■ **BRIEF**: Reproduce, word for word, the stretch of the C++ CLI documentation from "It is possible" through "to this CLI.".

■ **SUPPLIED PASSAGE**:
Where idx is the index of the variable. Trying to access an index larger than the amount of static variables will result in a compile error. The returned object is a modifiable l-value, so you can use it like this:

type &var = GetStaticVar(idx); // assign to a reference
type var = GetStaticVar(idx); // assing as a copy, modifying this value won't change the static one
GetStaticVar(idx) = ...; // direct access

Enum values can be used as the index, which enables "naming" your variables:

enum class MyVariables {Name = 0, Age = 1};
std::string name = GetStaticVar(MyVariables::Name);
int name = GetStaticVar(MyVariables::Age);

You can also use the tuple unpacking syntax with another macro, to get access to all of the variables:

auto [var1, var2, ...] = GetStaticVars(); // you can use var1, var2 and others as you want
auto &[var1, var2, ...] = GetStaticVars();

Nested CLIs

It is possible to have CLIs accessible from other CLIs. The nested CLI can have an entirely different roster of commands. To add one CLI to another, you need to create the nested one as an std::shared_ptr, and then use the following method:

void CLI::add_sub_cli(std::string &&cli_name, std::shared_ptr<CLI> cli_ptr);

Where cli_name is the command name by which you will switch to this CLI.

■ **LISTED ENTRIES**:

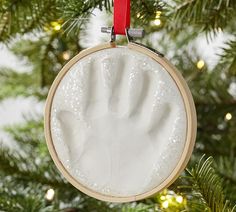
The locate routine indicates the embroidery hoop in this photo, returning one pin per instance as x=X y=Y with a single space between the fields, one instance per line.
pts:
x=190 y=117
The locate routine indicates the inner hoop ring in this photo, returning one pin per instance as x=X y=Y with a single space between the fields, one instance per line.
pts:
x=190 y=115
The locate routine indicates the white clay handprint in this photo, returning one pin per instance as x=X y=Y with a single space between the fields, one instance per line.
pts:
x=117 y=120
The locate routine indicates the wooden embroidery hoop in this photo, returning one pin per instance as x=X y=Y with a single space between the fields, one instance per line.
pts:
x=190 y=112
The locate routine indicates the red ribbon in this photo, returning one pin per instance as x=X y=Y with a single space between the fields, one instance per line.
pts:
x=121 y=16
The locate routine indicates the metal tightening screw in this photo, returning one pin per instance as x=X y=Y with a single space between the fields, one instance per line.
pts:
x=134 y=33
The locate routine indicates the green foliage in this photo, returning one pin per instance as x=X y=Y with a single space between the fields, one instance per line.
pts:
x=210 y=193
x=25 y=16
x=210 y=15
x=229 y=57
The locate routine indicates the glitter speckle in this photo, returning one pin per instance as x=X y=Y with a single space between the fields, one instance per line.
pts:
x=99 y=148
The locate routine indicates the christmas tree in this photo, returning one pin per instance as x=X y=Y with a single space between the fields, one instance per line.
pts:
x=48 y=33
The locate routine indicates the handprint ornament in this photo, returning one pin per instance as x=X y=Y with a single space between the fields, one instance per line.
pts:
x=120 y=122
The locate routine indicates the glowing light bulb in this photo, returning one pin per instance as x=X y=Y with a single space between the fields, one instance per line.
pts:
x=200 y=64
x=162 y=197
x=158 y=14
x=56 y=25
x=228 y=116
x=157 y=22
x=50 y=194
x=165 y=204
x=179 y=199
x=66 y=55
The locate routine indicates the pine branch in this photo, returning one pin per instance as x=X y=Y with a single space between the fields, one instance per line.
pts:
x=228 y=58
x=209 y=15
x=207 y=185
x=15 y=84
x=26 y=170
x=25 y=16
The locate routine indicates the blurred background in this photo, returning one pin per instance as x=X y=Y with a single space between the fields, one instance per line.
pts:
x=38 y=37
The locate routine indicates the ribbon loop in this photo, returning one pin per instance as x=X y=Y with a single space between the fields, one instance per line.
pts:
x=121 y=16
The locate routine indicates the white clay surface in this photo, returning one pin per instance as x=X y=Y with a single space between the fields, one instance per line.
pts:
x=118 y=122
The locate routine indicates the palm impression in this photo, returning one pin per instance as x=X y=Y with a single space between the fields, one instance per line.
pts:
x=118 y=122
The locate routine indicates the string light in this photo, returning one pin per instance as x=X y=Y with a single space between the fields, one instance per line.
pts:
x=50 y=194
x=66 y=55
x=228 y=116
x=56 y=25
x=157 y=22
x=165 y=204
x=179 y=199
x=162 y=197
x=158 y=14
x=200 y=64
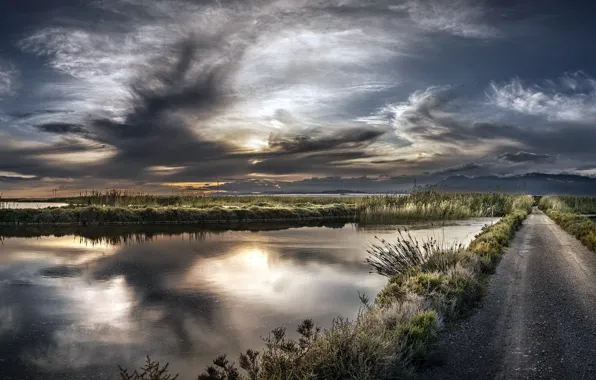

■ **COMPLETE OUTPUT**:
It is possible to have CLIs accessible from other CLIs. The nested CLI can have an entirely different roster of commands. To add one CLI to another, you need to create the nested one as an std::shared_ptr, and then use the following method:

void CLI::add_sub_cli(std::string &&cli_name, std::shared_ptr<CLI> cli_ptr);

Where cli_name is the command name by which you will switch to this CLI.